▸ **What is expected**
Please reproduce verbatim the lines below, from the first through the one with "Tag a single point on each instance of the white".

= = =

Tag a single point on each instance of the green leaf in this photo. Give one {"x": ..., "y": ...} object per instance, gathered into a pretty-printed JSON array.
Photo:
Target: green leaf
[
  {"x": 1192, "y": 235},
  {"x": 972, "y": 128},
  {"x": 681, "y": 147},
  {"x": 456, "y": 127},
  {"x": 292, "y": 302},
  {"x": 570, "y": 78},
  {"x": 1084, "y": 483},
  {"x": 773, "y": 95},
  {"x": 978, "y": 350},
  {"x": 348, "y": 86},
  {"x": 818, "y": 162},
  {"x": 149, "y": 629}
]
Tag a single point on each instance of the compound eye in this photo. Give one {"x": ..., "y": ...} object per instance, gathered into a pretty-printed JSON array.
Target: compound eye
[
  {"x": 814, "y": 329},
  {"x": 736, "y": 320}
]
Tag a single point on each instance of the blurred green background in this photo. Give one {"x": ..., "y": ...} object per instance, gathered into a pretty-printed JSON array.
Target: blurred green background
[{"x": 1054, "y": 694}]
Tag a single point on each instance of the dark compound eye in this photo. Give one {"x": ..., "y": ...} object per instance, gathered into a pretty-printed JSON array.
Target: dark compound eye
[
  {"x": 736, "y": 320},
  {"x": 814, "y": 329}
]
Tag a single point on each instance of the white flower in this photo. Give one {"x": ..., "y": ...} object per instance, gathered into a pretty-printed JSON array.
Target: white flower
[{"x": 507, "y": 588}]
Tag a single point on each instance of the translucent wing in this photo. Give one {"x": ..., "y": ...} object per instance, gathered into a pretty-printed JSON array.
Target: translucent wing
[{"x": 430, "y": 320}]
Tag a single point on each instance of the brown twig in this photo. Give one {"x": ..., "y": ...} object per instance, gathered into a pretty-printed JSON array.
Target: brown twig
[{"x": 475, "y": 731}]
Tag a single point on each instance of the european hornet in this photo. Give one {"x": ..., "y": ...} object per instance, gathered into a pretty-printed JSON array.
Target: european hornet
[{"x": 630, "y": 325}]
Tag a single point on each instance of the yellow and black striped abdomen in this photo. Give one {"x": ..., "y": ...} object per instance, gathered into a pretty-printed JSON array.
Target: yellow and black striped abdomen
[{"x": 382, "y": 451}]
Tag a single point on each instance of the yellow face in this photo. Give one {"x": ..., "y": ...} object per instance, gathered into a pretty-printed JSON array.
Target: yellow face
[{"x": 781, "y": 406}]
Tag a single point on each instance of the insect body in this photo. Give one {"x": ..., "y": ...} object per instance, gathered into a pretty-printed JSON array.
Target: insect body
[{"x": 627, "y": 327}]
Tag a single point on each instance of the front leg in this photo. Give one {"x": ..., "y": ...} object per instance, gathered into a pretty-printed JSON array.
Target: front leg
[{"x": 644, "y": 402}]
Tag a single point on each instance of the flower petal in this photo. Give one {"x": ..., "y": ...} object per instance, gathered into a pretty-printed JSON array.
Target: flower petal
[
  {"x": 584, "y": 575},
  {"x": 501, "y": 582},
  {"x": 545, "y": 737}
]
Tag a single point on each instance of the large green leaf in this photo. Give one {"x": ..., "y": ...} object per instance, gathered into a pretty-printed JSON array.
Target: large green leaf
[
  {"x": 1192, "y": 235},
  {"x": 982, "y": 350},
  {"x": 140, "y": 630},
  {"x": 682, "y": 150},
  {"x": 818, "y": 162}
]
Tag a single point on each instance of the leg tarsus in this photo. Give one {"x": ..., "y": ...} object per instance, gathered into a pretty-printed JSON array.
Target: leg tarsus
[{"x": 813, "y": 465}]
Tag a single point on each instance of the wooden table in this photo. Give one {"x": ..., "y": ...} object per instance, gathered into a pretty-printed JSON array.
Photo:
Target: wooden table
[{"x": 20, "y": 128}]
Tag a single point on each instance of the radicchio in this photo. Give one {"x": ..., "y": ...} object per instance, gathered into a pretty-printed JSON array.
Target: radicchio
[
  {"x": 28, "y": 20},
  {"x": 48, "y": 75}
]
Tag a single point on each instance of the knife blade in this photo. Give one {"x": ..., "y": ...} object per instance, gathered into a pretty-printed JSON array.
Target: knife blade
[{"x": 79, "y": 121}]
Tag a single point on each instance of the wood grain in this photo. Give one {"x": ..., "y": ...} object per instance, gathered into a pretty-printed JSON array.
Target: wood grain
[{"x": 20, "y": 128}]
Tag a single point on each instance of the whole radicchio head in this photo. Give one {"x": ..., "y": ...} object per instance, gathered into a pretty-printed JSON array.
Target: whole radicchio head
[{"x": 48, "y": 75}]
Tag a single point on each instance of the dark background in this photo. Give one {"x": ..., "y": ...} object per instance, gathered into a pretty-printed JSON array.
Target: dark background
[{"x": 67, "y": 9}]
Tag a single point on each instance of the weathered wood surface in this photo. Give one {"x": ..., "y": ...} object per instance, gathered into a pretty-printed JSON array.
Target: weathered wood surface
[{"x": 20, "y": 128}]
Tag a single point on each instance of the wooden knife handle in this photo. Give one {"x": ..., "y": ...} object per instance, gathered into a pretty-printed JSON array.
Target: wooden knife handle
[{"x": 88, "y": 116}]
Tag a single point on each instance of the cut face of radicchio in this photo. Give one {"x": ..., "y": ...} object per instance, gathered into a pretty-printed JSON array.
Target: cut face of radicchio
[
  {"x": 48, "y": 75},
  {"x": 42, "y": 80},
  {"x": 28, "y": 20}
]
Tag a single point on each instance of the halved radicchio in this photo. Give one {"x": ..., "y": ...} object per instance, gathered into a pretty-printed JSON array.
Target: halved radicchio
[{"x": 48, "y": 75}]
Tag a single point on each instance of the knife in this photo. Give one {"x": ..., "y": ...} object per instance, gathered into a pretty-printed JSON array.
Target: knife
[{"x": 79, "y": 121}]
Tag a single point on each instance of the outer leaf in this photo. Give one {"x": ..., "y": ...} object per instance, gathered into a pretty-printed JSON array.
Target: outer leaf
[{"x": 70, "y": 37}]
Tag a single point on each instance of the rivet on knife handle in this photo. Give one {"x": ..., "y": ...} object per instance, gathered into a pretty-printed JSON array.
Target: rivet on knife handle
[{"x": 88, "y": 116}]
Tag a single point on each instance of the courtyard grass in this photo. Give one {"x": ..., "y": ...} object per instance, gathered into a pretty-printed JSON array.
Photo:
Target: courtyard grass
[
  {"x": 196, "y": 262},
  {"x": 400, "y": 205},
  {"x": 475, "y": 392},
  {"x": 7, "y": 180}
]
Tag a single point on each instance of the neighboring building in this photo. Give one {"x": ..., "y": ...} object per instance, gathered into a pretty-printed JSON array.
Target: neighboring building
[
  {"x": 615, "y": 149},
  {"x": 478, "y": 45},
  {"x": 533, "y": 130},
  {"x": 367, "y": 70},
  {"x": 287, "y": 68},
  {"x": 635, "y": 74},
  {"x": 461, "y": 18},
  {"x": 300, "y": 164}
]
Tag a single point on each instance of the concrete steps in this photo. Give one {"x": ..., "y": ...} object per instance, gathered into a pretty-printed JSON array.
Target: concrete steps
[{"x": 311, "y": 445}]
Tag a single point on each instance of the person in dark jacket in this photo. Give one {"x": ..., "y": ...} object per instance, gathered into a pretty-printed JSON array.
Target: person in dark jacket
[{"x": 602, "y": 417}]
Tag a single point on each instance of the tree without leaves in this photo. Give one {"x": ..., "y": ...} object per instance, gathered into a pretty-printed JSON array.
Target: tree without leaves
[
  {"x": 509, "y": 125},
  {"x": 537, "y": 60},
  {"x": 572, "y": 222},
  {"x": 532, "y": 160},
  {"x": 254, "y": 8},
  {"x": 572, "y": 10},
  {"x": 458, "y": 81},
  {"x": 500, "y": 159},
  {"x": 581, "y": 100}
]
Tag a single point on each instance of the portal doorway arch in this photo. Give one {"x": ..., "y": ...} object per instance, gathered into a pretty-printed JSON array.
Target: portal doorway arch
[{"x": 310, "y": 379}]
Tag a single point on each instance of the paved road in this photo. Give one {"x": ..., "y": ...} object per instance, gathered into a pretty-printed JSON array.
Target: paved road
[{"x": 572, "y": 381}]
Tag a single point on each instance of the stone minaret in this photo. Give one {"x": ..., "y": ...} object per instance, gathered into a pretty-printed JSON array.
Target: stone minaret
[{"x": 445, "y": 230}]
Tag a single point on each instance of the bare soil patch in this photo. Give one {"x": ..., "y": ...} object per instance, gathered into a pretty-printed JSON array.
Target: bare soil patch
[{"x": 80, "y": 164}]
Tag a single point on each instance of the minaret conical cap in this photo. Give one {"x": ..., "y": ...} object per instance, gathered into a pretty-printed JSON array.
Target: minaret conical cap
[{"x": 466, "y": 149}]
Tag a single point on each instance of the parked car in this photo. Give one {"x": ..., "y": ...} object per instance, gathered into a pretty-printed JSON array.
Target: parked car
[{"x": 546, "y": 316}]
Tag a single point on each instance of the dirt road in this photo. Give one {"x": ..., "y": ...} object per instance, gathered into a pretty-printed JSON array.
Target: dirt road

= = =

▸ **Answer to this problem**
Tag a single point on each instance of the green leaf in this photo. Give one {"x": ..., "y": ...} object per instance, gathered into a pretty-printed JSON array.
Photo:
Target: green leaf
[
  {"x": 1192, "y": 235},
  {"x": 972, "y": 128},
  {"x": 681, "y": 147},
  {"x": 456, "y": 127},
  {"x": 292, "y": 302},
  {"x": 570, "y": 78},
  {"x": 1084, "y": 483},
  {"x": 773, "y": 95},
  {"x": 978, "y": 350},
  {"x": 348, "y": 86},
  {"x": 818, "y": 162},
  {"x": 149, "y": 629}
]
Tag a single point on each instance of the compound eye in this photo. Give one {"x": ..., "y": ...} object per instance, gathered into a pretty-printed JSON array.
Target: compound eye
[
  {"x": 814, "y": 329},
  {"x": 736, "y": 320}
]
Tag a single point on each instance of the blurred green background in this photo. Give one {"x": ..., "y": ...} object per instance, gathered into a pretty-printed JSON array.
Target: blurred green background
[{"x": 1054, "y": 694}]
Tag a single point on each instance of the dark compound eye in this photo. Give one {"x": ..., "y": ...} object per instance, gathered into a pretty-printed JSON array.
Target: dark compound eye
[
  {"x": 736, "y": 320},
  {"x": 814, "y": 329}
]
Tag a single point on each instance of the white flower in this photo. Give one {"x": ..., "y": ...} object per instance, gathered into a pretty-printed JSON array.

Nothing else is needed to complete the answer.